Posts Tagged ‘ Python

Encodings in a MultiLingual Web Application

Encodings in a Web Application

Tools: MySQL as a DB, Ruby/Python/PHP as a Language

Problem: If you are working on multi-lingual web application, and need to store them in database. One will surely encounter with the encodings issue. In Ruby1.8.6 I haven’t found anything promising that can clearly state what is the encoding of a String/data. To achieve the same is easy and explained very clearly for other languages and I feel Python’s support for encodings is the best and very  clean and self explanatory.

Things to remember:

  • MySql Database and each table must be created in UTF-8 format. By default its latin and it was very annoying to change at a later stage after realizing it.
CREATE DATABASE <database name> DEFAULT CHARACTER SET utf8
  • Make sure all data that is being stored in DB and in Tables is in UTF-8 format, else convert it will talk in about it in a while.
ALTER TABLE tbl_name CONVERT TO CHARACTER SET utf8 COLLATE utf8_general_ci;
  • If struggling in displaying or storing characters in proper encodings, make sure you have set encoding: utf8 in your database.{yml/php}. e.g.

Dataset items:

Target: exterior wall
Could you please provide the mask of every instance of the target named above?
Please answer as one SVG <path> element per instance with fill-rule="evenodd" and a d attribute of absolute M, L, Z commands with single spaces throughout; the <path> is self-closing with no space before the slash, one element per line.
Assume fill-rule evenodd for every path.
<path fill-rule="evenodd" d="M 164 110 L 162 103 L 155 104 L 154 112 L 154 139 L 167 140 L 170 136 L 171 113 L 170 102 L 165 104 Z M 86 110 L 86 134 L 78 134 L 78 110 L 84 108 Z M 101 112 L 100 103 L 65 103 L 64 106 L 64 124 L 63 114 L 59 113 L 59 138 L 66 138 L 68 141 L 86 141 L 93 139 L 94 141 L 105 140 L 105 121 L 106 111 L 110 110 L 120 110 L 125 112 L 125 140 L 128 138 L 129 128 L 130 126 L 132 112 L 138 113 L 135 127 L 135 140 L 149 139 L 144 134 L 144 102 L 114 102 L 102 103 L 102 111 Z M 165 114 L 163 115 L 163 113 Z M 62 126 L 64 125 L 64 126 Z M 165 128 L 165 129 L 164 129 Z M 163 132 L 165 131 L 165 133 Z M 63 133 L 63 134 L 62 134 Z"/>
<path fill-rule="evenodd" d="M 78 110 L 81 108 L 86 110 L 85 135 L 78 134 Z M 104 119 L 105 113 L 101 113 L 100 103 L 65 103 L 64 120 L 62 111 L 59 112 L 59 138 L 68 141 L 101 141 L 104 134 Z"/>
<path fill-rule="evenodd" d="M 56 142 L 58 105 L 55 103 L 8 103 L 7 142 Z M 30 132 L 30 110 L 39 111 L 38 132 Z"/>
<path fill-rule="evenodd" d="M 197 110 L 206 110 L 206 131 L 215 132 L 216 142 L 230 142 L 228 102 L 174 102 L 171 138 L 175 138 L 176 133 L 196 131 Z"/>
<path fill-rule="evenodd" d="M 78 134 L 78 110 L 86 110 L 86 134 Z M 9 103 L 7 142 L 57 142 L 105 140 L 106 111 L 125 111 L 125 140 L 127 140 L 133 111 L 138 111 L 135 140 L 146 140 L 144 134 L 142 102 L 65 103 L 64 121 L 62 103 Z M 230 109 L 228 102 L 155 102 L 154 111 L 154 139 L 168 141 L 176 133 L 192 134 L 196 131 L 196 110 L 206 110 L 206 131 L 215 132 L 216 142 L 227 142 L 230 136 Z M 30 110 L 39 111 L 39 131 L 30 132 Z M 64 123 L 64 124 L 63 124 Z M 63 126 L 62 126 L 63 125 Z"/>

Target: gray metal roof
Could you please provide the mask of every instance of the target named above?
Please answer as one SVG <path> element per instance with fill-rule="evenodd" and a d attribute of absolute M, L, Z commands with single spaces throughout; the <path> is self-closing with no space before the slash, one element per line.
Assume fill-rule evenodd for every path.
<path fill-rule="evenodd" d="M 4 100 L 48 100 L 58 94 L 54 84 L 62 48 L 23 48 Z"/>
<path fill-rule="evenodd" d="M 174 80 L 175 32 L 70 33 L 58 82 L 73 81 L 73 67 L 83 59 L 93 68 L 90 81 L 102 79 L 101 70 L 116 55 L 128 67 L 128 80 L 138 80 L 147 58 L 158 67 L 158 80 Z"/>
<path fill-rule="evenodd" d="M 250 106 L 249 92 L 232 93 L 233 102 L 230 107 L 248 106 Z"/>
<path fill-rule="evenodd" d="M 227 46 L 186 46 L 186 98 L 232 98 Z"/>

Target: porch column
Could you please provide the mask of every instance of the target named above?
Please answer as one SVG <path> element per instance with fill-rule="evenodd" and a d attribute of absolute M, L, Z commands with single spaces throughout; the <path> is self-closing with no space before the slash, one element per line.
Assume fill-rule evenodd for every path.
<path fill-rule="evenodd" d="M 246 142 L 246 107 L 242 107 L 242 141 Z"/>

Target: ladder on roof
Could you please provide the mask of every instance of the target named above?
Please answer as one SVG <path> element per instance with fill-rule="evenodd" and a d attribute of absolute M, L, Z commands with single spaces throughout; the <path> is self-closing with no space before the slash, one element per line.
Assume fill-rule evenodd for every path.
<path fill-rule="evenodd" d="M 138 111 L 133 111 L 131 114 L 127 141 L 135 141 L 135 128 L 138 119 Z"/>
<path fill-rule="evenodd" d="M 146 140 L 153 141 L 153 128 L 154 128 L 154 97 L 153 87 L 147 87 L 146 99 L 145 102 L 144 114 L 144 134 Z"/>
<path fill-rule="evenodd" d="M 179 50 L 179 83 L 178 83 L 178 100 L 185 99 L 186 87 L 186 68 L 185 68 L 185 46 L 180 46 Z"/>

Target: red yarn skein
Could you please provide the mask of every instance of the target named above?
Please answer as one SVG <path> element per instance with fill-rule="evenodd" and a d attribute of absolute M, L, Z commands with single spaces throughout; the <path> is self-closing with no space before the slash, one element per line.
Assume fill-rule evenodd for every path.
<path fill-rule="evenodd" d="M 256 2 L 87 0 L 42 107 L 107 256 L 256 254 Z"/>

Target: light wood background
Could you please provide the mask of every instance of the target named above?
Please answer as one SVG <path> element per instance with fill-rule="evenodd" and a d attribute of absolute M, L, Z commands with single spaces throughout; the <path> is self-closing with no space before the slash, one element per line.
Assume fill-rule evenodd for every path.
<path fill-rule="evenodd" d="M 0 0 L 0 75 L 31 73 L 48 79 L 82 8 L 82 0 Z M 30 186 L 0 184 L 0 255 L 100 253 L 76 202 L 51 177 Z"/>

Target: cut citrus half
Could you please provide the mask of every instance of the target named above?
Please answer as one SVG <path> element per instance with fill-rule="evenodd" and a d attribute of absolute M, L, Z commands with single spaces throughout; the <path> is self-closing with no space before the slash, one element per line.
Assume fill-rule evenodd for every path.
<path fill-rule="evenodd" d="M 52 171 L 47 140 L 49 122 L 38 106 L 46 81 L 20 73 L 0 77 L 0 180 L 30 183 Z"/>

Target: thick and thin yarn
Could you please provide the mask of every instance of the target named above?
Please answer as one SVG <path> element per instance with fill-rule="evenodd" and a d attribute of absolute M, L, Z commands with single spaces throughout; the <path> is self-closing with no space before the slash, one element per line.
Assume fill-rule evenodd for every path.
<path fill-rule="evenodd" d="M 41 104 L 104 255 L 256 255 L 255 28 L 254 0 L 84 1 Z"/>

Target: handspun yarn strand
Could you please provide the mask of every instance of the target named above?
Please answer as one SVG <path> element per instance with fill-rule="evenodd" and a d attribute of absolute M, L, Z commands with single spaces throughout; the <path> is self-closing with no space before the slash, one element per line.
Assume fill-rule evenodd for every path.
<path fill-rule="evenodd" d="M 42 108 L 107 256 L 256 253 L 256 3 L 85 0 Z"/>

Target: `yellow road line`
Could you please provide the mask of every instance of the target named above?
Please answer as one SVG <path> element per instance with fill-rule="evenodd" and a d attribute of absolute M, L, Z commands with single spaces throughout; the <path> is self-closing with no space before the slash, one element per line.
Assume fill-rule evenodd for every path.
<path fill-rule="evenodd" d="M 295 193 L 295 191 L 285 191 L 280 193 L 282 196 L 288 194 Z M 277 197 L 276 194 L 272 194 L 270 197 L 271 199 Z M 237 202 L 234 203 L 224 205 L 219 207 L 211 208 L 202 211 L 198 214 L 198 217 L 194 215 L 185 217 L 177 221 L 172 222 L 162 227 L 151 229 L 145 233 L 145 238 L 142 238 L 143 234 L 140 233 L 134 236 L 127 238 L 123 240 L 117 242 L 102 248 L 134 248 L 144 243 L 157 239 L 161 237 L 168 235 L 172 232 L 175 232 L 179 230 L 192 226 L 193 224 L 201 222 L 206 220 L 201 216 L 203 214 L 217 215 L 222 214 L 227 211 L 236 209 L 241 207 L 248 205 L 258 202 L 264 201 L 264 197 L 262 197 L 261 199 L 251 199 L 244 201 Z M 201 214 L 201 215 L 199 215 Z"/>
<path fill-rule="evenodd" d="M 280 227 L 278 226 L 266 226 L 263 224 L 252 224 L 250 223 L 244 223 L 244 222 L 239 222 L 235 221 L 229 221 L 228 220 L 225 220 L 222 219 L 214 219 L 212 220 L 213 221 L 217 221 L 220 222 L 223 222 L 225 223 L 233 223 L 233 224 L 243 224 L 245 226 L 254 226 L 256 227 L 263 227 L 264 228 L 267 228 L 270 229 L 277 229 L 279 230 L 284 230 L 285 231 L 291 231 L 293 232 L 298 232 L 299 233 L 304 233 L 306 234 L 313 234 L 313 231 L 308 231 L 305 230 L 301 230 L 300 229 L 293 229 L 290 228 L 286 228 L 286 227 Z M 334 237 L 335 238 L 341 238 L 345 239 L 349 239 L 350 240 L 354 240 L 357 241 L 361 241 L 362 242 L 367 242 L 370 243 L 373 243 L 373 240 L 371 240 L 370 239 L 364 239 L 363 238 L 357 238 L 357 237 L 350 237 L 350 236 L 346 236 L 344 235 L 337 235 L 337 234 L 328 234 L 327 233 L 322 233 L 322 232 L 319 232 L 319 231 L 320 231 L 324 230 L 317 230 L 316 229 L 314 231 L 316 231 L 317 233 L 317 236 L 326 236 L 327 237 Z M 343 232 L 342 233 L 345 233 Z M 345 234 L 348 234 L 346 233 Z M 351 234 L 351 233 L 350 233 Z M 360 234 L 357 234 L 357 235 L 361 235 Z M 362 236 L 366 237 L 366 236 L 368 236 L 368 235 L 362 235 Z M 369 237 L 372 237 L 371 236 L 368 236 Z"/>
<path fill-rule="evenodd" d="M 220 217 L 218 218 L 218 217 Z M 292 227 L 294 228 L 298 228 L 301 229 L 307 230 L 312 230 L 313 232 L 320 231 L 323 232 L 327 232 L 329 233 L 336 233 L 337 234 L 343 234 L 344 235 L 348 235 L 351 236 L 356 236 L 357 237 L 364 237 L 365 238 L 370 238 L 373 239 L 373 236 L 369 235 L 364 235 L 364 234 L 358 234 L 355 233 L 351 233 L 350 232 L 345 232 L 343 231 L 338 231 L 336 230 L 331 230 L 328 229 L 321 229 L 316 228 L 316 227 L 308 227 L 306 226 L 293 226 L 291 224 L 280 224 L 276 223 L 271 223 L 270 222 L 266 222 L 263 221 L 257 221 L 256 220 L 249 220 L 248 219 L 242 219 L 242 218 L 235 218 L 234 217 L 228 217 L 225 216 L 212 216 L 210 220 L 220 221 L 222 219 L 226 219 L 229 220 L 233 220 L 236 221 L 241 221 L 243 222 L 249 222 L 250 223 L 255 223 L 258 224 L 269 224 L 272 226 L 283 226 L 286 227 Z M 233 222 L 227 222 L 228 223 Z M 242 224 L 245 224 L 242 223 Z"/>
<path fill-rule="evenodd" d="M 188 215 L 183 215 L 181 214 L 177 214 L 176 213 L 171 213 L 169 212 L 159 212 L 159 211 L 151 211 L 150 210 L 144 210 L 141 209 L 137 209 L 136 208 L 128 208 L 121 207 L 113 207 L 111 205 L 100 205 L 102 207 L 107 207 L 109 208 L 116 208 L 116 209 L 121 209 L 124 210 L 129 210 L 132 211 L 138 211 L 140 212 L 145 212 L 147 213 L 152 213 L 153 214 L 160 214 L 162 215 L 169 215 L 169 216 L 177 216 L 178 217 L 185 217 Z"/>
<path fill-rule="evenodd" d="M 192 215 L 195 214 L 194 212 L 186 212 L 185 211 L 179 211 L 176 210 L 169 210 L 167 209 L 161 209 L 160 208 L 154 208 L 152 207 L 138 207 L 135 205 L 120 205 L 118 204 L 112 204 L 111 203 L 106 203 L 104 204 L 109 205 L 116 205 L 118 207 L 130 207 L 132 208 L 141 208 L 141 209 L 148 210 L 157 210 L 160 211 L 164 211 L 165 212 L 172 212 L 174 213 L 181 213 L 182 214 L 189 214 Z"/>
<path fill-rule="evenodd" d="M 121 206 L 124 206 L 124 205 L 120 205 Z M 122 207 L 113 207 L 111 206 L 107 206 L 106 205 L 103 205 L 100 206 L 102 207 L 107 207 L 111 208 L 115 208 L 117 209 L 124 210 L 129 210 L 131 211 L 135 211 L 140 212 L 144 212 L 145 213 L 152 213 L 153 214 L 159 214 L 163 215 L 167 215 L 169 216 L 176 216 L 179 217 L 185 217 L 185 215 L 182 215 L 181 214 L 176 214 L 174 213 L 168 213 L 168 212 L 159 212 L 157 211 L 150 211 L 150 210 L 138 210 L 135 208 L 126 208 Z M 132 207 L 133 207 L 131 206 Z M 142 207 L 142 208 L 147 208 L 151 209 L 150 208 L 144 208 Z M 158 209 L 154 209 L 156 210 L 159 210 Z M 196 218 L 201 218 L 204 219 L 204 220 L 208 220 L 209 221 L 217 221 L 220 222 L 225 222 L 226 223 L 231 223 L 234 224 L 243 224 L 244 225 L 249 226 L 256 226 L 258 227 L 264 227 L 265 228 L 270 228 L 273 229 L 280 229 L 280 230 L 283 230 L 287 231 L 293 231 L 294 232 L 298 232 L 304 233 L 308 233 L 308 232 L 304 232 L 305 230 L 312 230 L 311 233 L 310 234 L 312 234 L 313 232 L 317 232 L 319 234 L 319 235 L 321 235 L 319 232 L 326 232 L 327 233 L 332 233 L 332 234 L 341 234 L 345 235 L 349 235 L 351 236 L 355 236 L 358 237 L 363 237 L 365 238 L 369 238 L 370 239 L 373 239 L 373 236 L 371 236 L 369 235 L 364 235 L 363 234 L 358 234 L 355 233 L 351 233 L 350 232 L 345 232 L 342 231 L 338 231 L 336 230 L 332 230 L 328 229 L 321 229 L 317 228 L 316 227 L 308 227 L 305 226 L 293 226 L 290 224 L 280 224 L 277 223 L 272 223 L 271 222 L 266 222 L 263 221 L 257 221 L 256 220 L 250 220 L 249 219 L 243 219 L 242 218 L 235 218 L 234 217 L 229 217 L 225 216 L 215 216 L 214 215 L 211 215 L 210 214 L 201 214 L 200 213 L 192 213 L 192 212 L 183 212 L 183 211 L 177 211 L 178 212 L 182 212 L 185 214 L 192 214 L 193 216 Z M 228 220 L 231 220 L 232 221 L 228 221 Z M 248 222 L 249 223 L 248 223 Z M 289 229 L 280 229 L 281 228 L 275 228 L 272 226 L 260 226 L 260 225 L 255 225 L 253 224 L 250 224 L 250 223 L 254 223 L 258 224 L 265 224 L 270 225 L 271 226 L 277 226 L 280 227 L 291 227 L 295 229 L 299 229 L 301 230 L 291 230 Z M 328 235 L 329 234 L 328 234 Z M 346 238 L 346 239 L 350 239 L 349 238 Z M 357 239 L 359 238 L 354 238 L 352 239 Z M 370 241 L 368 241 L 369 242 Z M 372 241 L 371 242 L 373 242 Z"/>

## SHORT TASK A
According to the encodings post, which language offers the best support for encodings?
## SHORT TASK B
Transcribe the part of the encodings post between "Encodings in a MultiLingual" and "very  clean and self explanatory.", inclusive.
The listing has no connection to the encodings post.

## TASK RESULT A
Python.

## TASK RESULT B
Encodings in a MultiLingual Web Application

Encodings in a Web Application

Tools: MySQL as a DB, Ruby/Python/PHP as a Language

Problem: If you are working on multi-lingual web application, and need to store them in database. One will surely encounter with the encodings issue. In Ruby1.8.6 I haven’t found anything promising that can clearly state what is the encoding of a String/data. To achieve the same is easy and explained very clearly for other languages and I feel Python’s support for encodings is the best and very  clean and self explanatory.